*Цитируемый текст*.
☆ ☆ ☆ ☆ ☆ ☆ ☆

Этот отзыв артиста и драматурга, товарища и постоянною партнера Е. К. по репертуару, дает исчерпывающую характеристику того отношения артистки к театру и к своему призванию, которое не может быть известно публике, ибо скрыто от взоров зрителей и доступно лишь наблюдению ее сотрудников по сценической работе.

Дата публикации: 12.04.2006
ЕЛЕНА КОНСТАНТИНОВНА ЛЕШКОВСКАЯ

Из книги С.Г. Кара-Мурзы «Малый театр. Очерки и впечатления». М., 1924.


Юной девушкой, по окончании курса одной из московских женских гимназий Елена Константиновна Лешковская поступила на драматические курсы филармонического училища. Здесь она обучалась сначала в классе дикции и декламации у артиста Малого театра А.М. Невского, а затем перешла в класс практических занятий О.А. Правдина. Весной 1887. г. она кончает курс и осенью дебютирует на сцене московского Малого театра в драме Виктора Крылова «Семья», а с 1-го января 1888 года вступает в состав труппы.

☆ ☆ ☆ ☆ ☆ ☆ ☆

*Раздел данных*.
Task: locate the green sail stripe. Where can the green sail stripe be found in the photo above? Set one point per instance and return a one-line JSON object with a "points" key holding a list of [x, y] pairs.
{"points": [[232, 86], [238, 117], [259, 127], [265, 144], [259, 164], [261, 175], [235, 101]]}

☆ ☆ ☆ ☆ ☆ ☆ ☆

*Условия заданий*.
A - Ответьте по тексту о Лешковской на три вопроса.
(i) В чей класс перешла Лешковская после класса дикции и декламации?
(ii) В какой драме она дебютировала на сцене Малого театра?
(iii) С какого числа она вступила в состав труппы?
B - Продолжите текст о Лешковской, начав сразу после его последнего предложения.

*Ответы к заданиям*.
A -
(i) В класс практических занятий О.А. Правдина.
(ii) В драме Виктора Крылова «Семья».
(iii) С 1 января 1888 года.

B -
Первая роль артистки была в комедии Крылова «Шалость». Здесь, несмотря на участие таких артистов, как М. П. Садовский и Н. М. Медведева, юная дебютантка не теряется, а сразу обращает на себя внимание публики, почувствовавшей в ней веяние несомненного таланта. Ей много аплодируют. Театральная критика ее замечает и предсказывает хорошую сценическую будущность. Помимо таланта, газеты отмечают прекрасные сценические данные артистки.

С осени 1888 года Е. К. стала появляться на сцене все чаше и чаще, постепенно завоевывая симпатии московской публики и становясь ее любимицей. Всю сценическую деятельность Лешковской близко наблюдавший ее В. А. Михайловский подразделяет на три периода. Первый, — непродолжительный, когда она выступала в ролях драматических; второй — самый большой, полный расцвета ее таланта, — выступление в ролях обольстительных кокеток и хищных женщин, и третий, — когда Е. К. перешла на характерные роли.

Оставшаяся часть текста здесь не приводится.